What you will do: Give again exactly the lines that stretch from the one with "Work through every" to the end of the data below, including both of those lines and nothing else.

Stored data:
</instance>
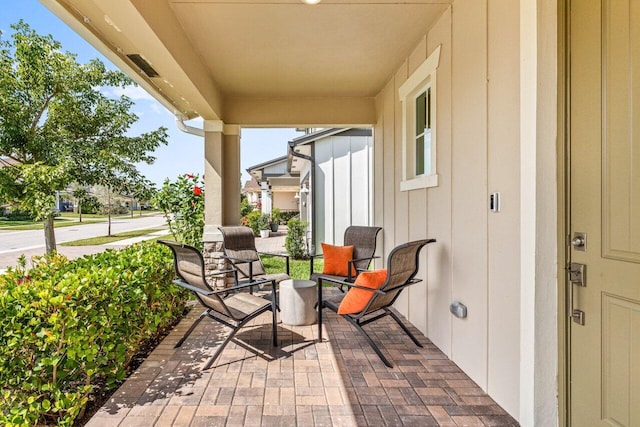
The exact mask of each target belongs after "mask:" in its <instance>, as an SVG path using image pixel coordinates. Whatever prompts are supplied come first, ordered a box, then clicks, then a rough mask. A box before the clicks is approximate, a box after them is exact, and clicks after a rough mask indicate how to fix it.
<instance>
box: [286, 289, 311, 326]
mask: <svg viewBox="0 0 640 427" xmlns="http://www.w3.org/2000/svg"><path fill="white" fill-rule="evenodd" d="M316 286H317V283H316V282H314V281H313V280H302V279H288V280H283V281H282V282H280V298H279V301H280V302H279V304H280V320H282V323H284V324H285V325H291V326H301V325H313V324H314V323H316V320H317V319H318V313H317V312H316V309H315V305H316V302H317V301H318V294H317V292H316Z"/></svg>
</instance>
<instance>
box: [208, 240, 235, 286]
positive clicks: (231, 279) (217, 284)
mask: <svg viewBox="0 0 640 427" xmlns="http://www.w3.org/2000/svg"><path fill="white" fill-rule="evenodd" d="M222 254H223V252H222V242H204V249H203V250H202V256H203V258H204V264H205V270H206V277H207V281H208V282H209V285H211V287H212V288H213V289H215V290H219V289H224V288H229V287H231V286H233V285H234V279H233V274H224V275H223V274H220V273H218V272H219V271H221V270H228V269H229V268H230V265H229V262H228V261H227V260H226V259H224V258H223V257H222Z"/></svg>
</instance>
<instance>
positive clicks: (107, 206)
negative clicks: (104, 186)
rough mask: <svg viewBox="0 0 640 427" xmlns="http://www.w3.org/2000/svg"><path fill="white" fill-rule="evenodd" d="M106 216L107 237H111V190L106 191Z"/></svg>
mask: <svg viewBox="0 0 640 427" xmlns="http://www.w3.org/2000/svg"><path fill="white" fill-rule="evenodd" d="M107 191H108V192H107V215H108V218H109V220H108V222H109V225H108V227H107V237H111V189H108V190H107Z"/></svg>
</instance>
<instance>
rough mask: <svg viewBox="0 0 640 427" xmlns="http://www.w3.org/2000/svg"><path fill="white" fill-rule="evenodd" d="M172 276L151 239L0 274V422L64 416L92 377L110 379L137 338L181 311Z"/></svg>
mask: <svg viewBox="0 0 640 427" xmlns="http://www.w3.org/2000/svg"><path fill="white" fill-rule="evenodd" d="M173 277H174V273H173V265H172V258H171V253H170V251H169V250H168V249H167V248H165V247H162V246H161V245H159V244H156V243H141V244H136V245H133V246H129V247H127V248H125V249H123V250H120V251H114V250H107V251H106V252H103V253H100V254H96V255H91V256H85V257H83V258H80V259H78V260H75V261H69V260H68V259H67V258H65V257H64V256H61V255H52V256H49V257H43V258H40V259H38V260H36V264H35V266H34V267H33V268H32V269H30V270H24V269H23V268H20V267H19V268H16V269H10V270H9V271H8V272H7V273H6V274H5V275H2V276H0V325H1V326H0V330H2V334H0V393H1V398H0V423H2V424H3V425H36V424H38V425H44V424H46V425H53V424H55V425H72V423H73V420H74V419H75V418H76V417H77V416H78V415H80V414H81V413H82V412H83V410H84V407H85V405H86V403H87V401H88V399H89V397H90V395H91V393H92V390H94V387H95V386H96V384H102V385H106V387H107V388H109V389H113V388H115V387H116V386H117V385H118V383H119V382H120V381H122V380H123V379H124V378H125V376H126V373H127V368H128V366H129V364H130V363H131V360H132V356H133V355H134V354H135V352H136V351H137V349H138V348H139V346H140V343H141V342H142V341H143V340H145V339H147V338H150V337H152V336H155V335H157V334H158V333H159V332H161V331H162V330H163V329H165V328H166V327H167V326H168V325H170V324H172V323H173V322H174V320H175V319H176V318H178V317H180V316H181V315H182V313H183V311H184V307H185V303H186V301H187V297H188V295H187V294H186V293H185V292H184V290H182V289H181V288H178V287H177V286H173V285H172V284H171V281H172V279H173Z"/></svg>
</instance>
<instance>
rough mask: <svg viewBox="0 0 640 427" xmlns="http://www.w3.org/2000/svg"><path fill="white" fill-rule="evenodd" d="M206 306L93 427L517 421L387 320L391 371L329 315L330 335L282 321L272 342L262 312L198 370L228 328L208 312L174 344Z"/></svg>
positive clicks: (328, 425)
mask: <svg viewBox="0 0 640 427" xmlns="http://www.w3.org/2000/svg"><path fill="white" fill-rule="evenodd" d="M200 312H201V310H200V307H195V308H194V309H193V310H192V311H191V313H190V314H189V315H188V316H187V318H185V319H183V320H182V322H181V323H180V324H179V325H178V326H177V327H176V328H175V329H174V330H173V331H172V332H171V333H170V334H169V335H168V336H167V337H166V338H165V339H164V341H163V342H162V343H161V344H160V345H159V346H158V347H157V348H156V349H155V350H154V351H153V353H152V354H151V355H150V357H148V358H147V359H146V361H145V362H144V363H143V364H142V365H141V366H140V367H139V368H138V370H137V371H136V372H135V373H134V374H133V375H132V376H131V377H130V378H129V379H128V380H127V381H126V382H125V383H124V384H123V385H122V386H121V387H120V389H119V390H118V391H116V393H115V394H114V395H113V396H112V398H111V399H110V400H109V401H108V402H107V403H106V404H105V405H104V406H103V407H102V408H101V409H100V410H99V411H98V412H97V413H96V414H95V415H94V416H93V418H92V419H91V420H90V421H89V423H88V424H87V427H98V426H104V427H107V426H108V427H112V426H117V425H120V426H151V425H154V426H295V425H298V426H341V427H345V426H363V425H372V426H373V425H375V426H517V425H519V424H518V423H517V422H516V421H515V420H514V419H513V418H512V417H511V416H509V415H508V414H507V413H506V412H505V411H504V409H502V408H501V407H500V406H498V405H497V404H496V403H495V402H494V401H493V399H491V398H490V397H489V396H488V395H487V394H486V393H485V392H484V391H482V389H481V388H480V387H478V385H477V384H475V383H474V382H473V381H471V380H470V379H469V377H468V376H467V375H466V374H465V373H464V372H462V370H461V369H460V368H459V367H458V366H457V365H456V364H455V363H453V362H451V361H450V360H449V359H448V358H447V357H446V356H445V355H444V354H443V353H442V352H441V351H440V350H438V348H437V347H436V346H435V345H434V344H433V343H432V342H431V341H429V340H428V339H427V338H425V337H424V335H422V334H421V333H420V332H419V331H418V330H417V329H415V327H413V326H411V329H412V332H413V333H414V334H415V335H416V336H417V337H418V339H419V341H420V342H421V343H422V344H423V346H424V347H423V348H419V347H416V346H415V345H414V344H413V343H412V342H411V340H409V339H408V338H407V336H406V335H405V334H404V333H403V332H402V330H401V329H400V328H399V327H398V326H397V324H395V322H393V321H392V320H391V319H389V318H387V319H385V320H382V321H380V322H378V323H376V324H375V327H373V326H372V327H371V328H370V330H371V331H372V334H371V335H372V337H373V339H374V340H376V341H377V342H379V343H381V348H382V349H383V351H384V352H385V354H387V355H388V356H389V357H390V358H391V359H392V360H393V364H394V368H392V369H390V368H387V367H386V366H384V364H383V363H382V362H381V361H380V359H379V358H378V356H377V355H376V354H375V353H374V352H373V350H371V347H369V345H368V344H367V342H366V341H365V340H364V338H362V336H360V335H359V334H357V332H356V331H355V329H353V327H352V326H351V325H349V324H348V323H347V322H346V321H345V320H344V319H341V318H339V317H338V316H337V315H335V314H333V313H331V312H327V313H326V318H325V322H323V326H324V328H325V329H324V333H323V334H324V336H325V339H324V341H323V342H321V343H318V342H317V325H311V326H287V325H282V324H281V323H279V325H278V337H279V341H280V347H279V348H273V347H272V346H271V326H270V323H269V316H270V315H269V314H268V313H265V314H263V315H262V316H260V317H258V318H257V319H255V320H254V321H253V322H252V324H251V326H247V327H246V328H245V329H244V330H242V331H241V332H240V333H239V334H238V335H237V340H239V341H236V342H232V343H231V344H230V345H229V346H228V347H227V348H226V349H225V350H224V352H223V353H222V355H221V356H220V358H219V359H218V360H217V361H216V363H215V364H214V367H213V368H211V369H209V370H206V371H201V370H200V369H201V367H202V366H203V365H204V363H205V362H206V361H207V359H208V358H209V357H210V355H211V354H213V352H214V351H215V349H216V345H217V344H219V343H220V342H221V341H222V340H223V339H224V337H225V336H226V334H227V333H228V330H226V328H224V327H221V326H220V325H219V324H217V323H214V322H211V321H210V319H205V320H204V321H203V322H202V323H201V324H200V325H199V326H198V327H197V329H196V330H195V331H194V333H193V334H192V335H191V336H190V337H189V339H188V340H187V341H185V343H184V344H183V345H182V347H180V348H178V349H174V348H173V346H174V344H175V343H176V342H177V341H178V339H179V338H180V337H181V336H182V334H183V333H184V331H185V330H186V329H187V328H188V327H189V325H190V324H191V322H192V321H193V320H194V318H195V317H197V316H198V315H199V314H200ZM247 345H248V346H249V347H248V348H246V346H247ZM256 352H257V355H256Z"/></svg>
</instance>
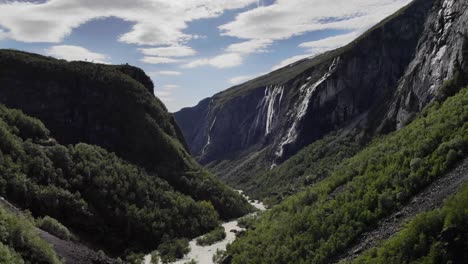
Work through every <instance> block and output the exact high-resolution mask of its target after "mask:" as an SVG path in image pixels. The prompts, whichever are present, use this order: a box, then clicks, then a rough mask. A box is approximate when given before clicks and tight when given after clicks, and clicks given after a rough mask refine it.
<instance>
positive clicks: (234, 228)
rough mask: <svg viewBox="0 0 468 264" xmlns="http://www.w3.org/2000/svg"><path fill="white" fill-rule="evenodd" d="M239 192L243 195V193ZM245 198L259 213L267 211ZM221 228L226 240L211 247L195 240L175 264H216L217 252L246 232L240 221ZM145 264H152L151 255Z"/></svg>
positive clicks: (223, 248)
mask: <svg viewBox="0 0 468 264" xmlns="http://www.w3.org/2000/svg"><path fill="white" fill-rule="evenodd" d="M239 192H240V193H242V191H239ZM245 198H246V199H247V200H248V201H249V203H250V204H251V205H252V206H253V207H255V208H256V209H258V210H259V211H265V210H266V207H265V205H264V204H263V203H262V202H260V201H255V200H252V201H251V200H249V198H248V197H247V196H245ZM254 214H255V213H254ZM221 226H222V227H223V228H224V231H225V232H226V238H225V239H224V240H222V241H219V242H217V243H214V244H212V245H209V246H200V245H197V238H194V239H192V240H191V241H190V242H189V245H190V252H189V253H188V254H187V255H185V256H184V258H182V259H179V260H177V261H176V262H173V264H184V263H187V262H189V261H191V260H195V261H196V262H197V263H199V264H214V262H213V255H214V254H215V253H216V251H217V250H226V247H227V245H228V244H230V243H232V242H234V240H236V234H237V233H239V232H241V231H244V230H245V229H244V228H242V227H240V226H239V223H238V219H236V220H233V221H230V222H226V223H223V224H222V225H221ZM143 264H151V255H146V256H145V258H144V261H143Z"/></svg>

Response to this task:
Work through every <instance> block and output the exact high-resolution mask of its target after "mask:" as an SVG path in image pixels. The prompts, whichever are present, use this order: a box, then clicks, then a rough mask. A box is approximate when given before clicks and tight when given after clicks, and clicks given after a rough mask refine it.
<instance>
positive clicks: (234, 228)
rough mask: <svg viewBox="0 0 468 264" xmlns="http://www.w3.org/2000/svg"><path fill="white" fill-rule="evenodd" d="M239 192L243 195V193ZM245 198L259 213L267 211ZM221 228L226 240L211 247L195 240L175 264H216L217 252L246 232L240 221ZM145 264H152L151 255Z"/></svg>
positive clicks: (223, 248)
mask: <svg viewBox="0 0 468 264" xmlns="http://www.w3.org/2000/svg"><path fill="white" fill-rule="evenodd" d="M239 192H240V193H242V191H239ZM245 198H246V199H247V200H248V201H249V203H250V204H251V205H252V206H253V207H255V208H256V209H258V210H259V211H265V210H266V207H265V205H264V204H263V203H262V202H260V201H255V200H252V201H251V200H249V198H248V197H247V196H245ZM254 214H255V213H254ZM221 226H222V227H223V228H224V231H225V232H226V238H225V239H224V240H222V241H219V242H217V243H214V244H212V245H209V246H200V245H197V238H194V239H192V240H191V241H190V242H189V245H190V252H189V253H188V254H187V255H185V256H184V258H182V259H179V260H177V261H176V262H173V264H184V263H187V262H189V261H191V260H195V261H196V262H197V263H199V264H214V262H213V255H214V254H215V253H216V251H217V250H226V247H227V245H228V244H230V243H232V242H234V240H236V234H237V233H239V232H241V231H244V230H245V229H244V228H242V227H240V226H239V223H238V219H236V220H233V221H230V222H226V223H223V224H222V225H221ZM143 264H151V255H146V256H145V258H144V261H143Z"/></svg>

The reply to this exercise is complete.